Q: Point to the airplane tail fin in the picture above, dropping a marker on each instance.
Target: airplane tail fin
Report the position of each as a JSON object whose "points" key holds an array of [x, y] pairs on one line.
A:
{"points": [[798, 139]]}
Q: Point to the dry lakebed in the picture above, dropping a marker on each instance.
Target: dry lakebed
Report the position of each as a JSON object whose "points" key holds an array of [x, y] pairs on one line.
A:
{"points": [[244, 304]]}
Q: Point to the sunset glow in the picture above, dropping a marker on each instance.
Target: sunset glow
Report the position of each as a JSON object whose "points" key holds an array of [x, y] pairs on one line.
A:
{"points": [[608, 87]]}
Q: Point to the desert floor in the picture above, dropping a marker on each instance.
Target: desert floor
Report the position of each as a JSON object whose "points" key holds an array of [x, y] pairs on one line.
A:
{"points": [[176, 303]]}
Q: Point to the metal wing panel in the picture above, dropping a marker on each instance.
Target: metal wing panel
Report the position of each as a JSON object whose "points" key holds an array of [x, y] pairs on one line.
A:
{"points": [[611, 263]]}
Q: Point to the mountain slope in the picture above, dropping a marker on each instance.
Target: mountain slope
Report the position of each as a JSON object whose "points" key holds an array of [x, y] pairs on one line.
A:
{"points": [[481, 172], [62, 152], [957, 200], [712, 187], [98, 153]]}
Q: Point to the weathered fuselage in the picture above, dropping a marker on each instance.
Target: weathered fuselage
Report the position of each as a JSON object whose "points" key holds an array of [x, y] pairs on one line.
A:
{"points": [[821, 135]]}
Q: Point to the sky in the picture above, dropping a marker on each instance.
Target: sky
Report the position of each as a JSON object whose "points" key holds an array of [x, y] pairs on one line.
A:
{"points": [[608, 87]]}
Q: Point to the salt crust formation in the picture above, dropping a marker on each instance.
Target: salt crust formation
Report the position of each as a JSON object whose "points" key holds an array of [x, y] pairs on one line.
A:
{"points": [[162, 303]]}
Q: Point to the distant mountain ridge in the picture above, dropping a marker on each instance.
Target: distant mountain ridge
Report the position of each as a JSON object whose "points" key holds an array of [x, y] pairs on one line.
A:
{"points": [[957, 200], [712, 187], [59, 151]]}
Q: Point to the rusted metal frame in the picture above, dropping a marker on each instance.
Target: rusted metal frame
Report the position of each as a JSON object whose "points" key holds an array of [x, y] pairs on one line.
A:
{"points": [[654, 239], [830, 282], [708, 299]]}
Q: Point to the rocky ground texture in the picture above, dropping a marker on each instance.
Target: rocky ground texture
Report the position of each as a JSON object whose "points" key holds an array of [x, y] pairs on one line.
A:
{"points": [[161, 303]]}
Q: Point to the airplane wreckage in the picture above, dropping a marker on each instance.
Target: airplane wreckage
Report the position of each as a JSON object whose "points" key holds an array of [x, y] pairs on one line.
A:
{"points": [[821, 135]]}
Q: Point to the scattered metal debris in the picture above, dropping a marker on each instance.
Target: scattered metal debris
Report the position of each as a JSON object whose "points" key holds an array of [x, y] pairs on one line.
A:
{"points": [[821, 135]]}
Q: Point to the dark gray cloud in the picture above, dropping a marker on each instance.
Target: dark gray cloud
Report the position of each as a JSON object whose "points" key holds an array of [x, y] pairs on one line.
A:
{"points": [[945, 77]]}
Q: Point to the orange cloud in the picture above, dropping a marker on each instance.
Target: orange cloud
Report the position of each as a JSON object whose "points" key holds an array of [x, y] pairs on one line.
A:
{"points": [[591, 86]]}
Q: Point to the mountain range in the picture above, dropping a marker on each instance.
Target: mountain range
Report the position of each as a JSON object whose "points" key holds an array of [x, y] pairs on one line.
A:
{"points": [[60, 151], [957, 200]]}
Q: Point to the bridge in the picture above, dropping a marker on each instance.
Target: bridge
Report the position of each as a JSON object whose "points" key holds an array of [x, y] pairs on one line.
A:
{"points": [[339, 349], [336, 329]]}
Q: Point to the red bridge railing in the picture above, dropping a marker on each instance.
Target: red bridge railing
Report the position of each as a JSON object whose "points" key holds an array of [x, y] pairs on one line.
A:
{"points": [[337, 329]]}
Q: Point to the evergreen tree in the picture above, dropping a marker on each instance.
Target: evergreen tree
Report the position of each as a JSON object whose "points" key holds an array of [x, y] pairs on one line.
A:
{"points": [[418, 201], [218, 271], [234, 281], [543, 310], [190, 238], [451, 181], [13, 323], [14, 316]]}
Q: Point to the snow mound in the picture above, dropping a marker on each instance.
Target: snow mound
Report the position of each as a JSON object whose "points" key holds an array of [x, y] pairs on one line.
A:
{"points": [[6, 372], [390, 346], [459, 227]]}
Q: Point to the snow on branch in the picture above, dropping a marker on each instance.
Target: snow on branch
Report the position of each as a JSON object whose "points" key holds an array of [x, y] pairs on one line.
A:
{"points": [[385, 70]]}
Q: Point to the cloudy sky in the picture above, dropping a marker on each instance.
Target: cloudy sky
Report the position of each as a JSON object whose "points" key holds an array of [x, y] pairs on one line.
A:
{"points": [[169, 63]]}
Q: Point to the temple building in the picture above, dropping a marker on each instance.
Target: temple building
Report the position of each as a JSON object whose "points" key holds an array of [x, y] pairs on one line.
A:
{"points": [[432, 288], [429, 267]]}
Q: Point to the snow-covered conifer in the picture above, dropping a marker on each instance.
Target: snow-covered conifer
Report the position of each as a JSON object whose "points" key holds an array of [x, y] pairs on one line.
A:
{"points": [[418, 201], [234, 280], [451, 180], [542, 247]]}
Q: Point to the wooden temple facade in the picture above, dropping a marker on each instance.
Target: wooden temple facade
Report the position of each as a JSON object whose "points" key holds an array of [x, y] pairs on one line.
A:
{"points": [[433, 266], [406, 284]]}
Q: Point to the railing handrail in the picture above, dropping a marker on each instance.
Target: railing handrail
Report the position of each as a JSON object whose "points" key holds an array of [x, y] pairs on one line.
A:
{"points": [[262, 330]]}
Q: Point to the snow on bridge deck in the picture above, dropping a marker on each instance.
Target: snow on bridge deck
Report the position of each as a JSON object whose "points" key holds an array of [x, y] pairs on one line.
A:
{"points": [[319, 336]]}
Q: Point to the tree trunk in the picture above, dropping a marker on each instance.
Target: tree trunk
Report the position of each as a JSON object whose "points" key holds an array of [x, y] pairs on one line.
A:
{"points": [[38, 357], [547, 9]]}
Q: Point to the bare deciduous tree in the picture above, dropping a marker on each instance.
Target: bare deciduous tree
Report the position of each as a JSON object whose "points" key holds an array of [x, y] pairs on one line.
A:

= = = = = = =

▶ **Problem**:
Print every entry exactly as written.

▶ **Exercise result**:
Q: Point to the airplane tail fin in the picture above, dropping a marker on each instance.
Target: airplane tail fin
Report the position of each as a JSON object whose "points" key holds an array of [x, y] pairs on one line.
A:
{"points": [[798, 139]]}
Q: Point to the dry lakebed in the picture above, dropping a marker on each instance.
Target: dry lakebed
Report the position of each as a JSON object whose "points" key holds an array of [x, y] pairs on one line.
A:
{"points": [[244, 304]]}
Q: Point to the sunset glow in the picture above, dropping a marker on each instance.
Target: sunset glow
Report the position of each as a JSON object whose "points" key holds an array of [x, y] pairs on one line.
A:
{"points": [[608, 87]]}
Q: Point to the desert floor in the picture above, dropping a marker on each instance.
Target: desert floor
Report the position of each as a JSON object whose "points" key holds an array of [x, y] pairs on one line.
A:
{"points": [[176, 303]]}
Q: Point to the metal wing panel in the picture above, dropping a marker on each instance.
Target: metal wing panel
Report the position of each as a JSON object whose "points" key holds an array of [x, y] pairs on one line.
A:
{"points": [[611, 263]]}
Q: Point to the mountain slope in the picture above, dropping a marker on each instance.
Target: mountain slope
Report the position of each as a JSON object whose "points" key holds an array of [x, y] pairs on one line.
A:
{"points": [[481, 172], [62, 152], [957, 200], [712, 187], [98, 153]]}
Q: Point to the weathered fuselage in the picture above, dropping a marker on each instance.
Target: weathered fuselage
Report the position of each as a JSON object whose "points" key holds an array of [x, y] pairs on one line.
A:
{"points": [[821, 135]]}
Q: Point to the sky in the picture above, dropping a marker on each instance.
Target: sky
Report the position of each as a JSON object whose "points" key holds an array of [x, y] pairs on one line.
A:
{"points": [[608, 87]]}
Q: Point to the salt crust formation in the picture above, dropping a marker on each instance.
Target: salt crust formation
Report the position of each as a JSON object whose "points" key holds an array of [x, y] pairs on one line.
A:
{"points": [[162, 303]]}
Q: Point to the distant mountain ridge in the picture above, dropping a marker on each instance.
Target: distant mountain ridge
Report the position of each as a JSON object whose "points" key holds an array of [x, y] pairs on one line.
A:
{"points": [[957, 200], [712, 187], [59, 151]]}
Q: Point to the rusted metal frame in the picture above, dropping a marker on each instance.
Target: rusted metal frame
Report the position of each as a JSON object whose "points" key holds an array of [x, y] pairs on one line.
A:
{"points": [[654, 239], [830, 282], [708, 299]]}
Q: Point to the rocky ground texture in the picture above, dropping a marker on each instance.
Target: rocky ground texture
Report the position of each as a JSON object whose "points" key holds an array of [x, y] pairs on one line.
A:
{"points": [[161, 303]]}
Q: Point to the airplane wreckage in the picture above, dropping a marker on each instance.
Target: airplane wreckage
Report the position of each as a JSON object whose "points" key holds an array of [x, y] pairs on one line.
A:
{"points": [[821, 135]]}
Q: Point to the scattered metal debris in the picture above, dropping a marker on each instance.
Target: scattered metal debris
Report the position of each as a JSON object whose "points" key holds an array of [x, y] pairs on one line.
A:
{"points": [[821, 135]]}
Q: Point to the dark gray cloud in the picture above, dropping a marker on each instance.
Target: dark gray cloud
Report the position of each as a JSON object whose "points" key holds an array of [x, y] pairs on one line.
A:
{"points": [[945, 77]]}
Q: Point to the orange cloud in the picture above, dropping a marker on each instance.
Target: orange cloud
Report the position of each as a JSON object whose "points" key holds an array of [x, y] pairs on one line.
A:
{"points": [[591, 86]]}
Q: Point to the mountain range in the picture above, dropping a marker on each instance.
Target: mountain range
Report the position of each as a JSON object whose "points" key holds an array of [x, y] pairs on one line.
A:
{"points": [[60, 151], [957, 200]]}
Q: Point to the bridge in the picture above, dropping a marker on each instance.
Target: bridge
Report the position of each as a JSON object whose "points" key holds an array of [x, y] pairs on one line.
A:
{"points": [[339, 349], [336, 329]]}
Q: Point to the red bridge railing in the picture above, dropping a marker on each instance.
Target: red bridge railing
Report the position of each as a JSON object whose "points" key holds an array of [x, y] pairs on one line.
A:
{"points": [[337, 329]]}
Q: Point to the evergreen tree in the picture above, dropping a marker on each instance.
Target: evergreen tree
Report the position of each as a JSON object whose "points" key holds an array of [x, y] pairs on one line.
A:
{"points": [[418, 201], [218, 271], [234, 281], [543, 310], [190, 238], [451, 181], [13, 323], [14, 316]]}
Q: Point to the snow mound in the picture above, dropping a marker on each instance.
Target: snow mound
Report the position of each as a JSON object whose "points" key holds an array of [x, y] pairs on one line.
A:
{"points": [[6, 372], [390, 346], [459, 227]]}
Q: Point to the snow on branch in the picture above, dropping a marker on each instance.
Target: snow on branch
Report the position of each as a JSON object whose "points" key holds an array of [x, y] pairs on one line.
A:
{"points": [[385, 70]]}
Q: Point to the cloudy sky in the picture above, dropping a marker on each instance.
Target: cloudy sky
Report the position of each as a JSON object whose "points" key holds an array of [x, y] pairs on one line.
A:
{"points": [[169, 63]]}
Q: Point to the temple building in the picture above, dropping a marker on each instance.
Target: temple building
Report the position of each as a JSON object whose "points" key holds an array of [x, y] pairs on one line.
A:
{"points": [[432, 288], [429, 267]]}
Q: Point to the snow-covered conifer in the picture above, dropping a marker on each instance.
Target: snow-covered conifer
Report the position of each as a JSON object whose "points" key holds an array of [x, y] pairs on one line.
A:
{"points": [[418, 201], [234, 280], [451, 180], [542, 247]]}
Q: Point to the wooden temple facade in the picture above, dropping a marker on each instance.
Target: wooden temple facade
Report the position of each as a JSON object whose "points" key holds an array of [x, y] pairs on one line.
A:
{"points": [[433, 266], [406, 284]]}
Q: Point to the railing handrail in the picture above, dropping a marker on each instance.
Target: railing handrail
Report the position of each as a JSON object whose "points" key holds an array of [x, y] pairs on one line.
A:
{"points": [[262, 330]]}
Q: Point to the snow on bridge deck in the picture above, dropping a marker on each instance.
Target: snow on bridge deck
Report the position of each as a JSON object whose "points" key holds an array of [x, y] pairs on one line.
A:
{"points": [[319, 336]]}
Q: Point to the tree trunk in the picture above, dropping a marker on each instance.
Target: tree trunk
Report the position of each as a JSON object whose "points" key holds an array of [x, y] pairs on one line.
A:
{"points": [[38, 357], [547, 9]]}
Q: Point to the bare deciduous tree in the picture above, dropping a marker on each instance.
Target: bare deciduous tree
Report the position of each as a JSON object whose "points" key holds an array of [x, y] pairs on one line.
A:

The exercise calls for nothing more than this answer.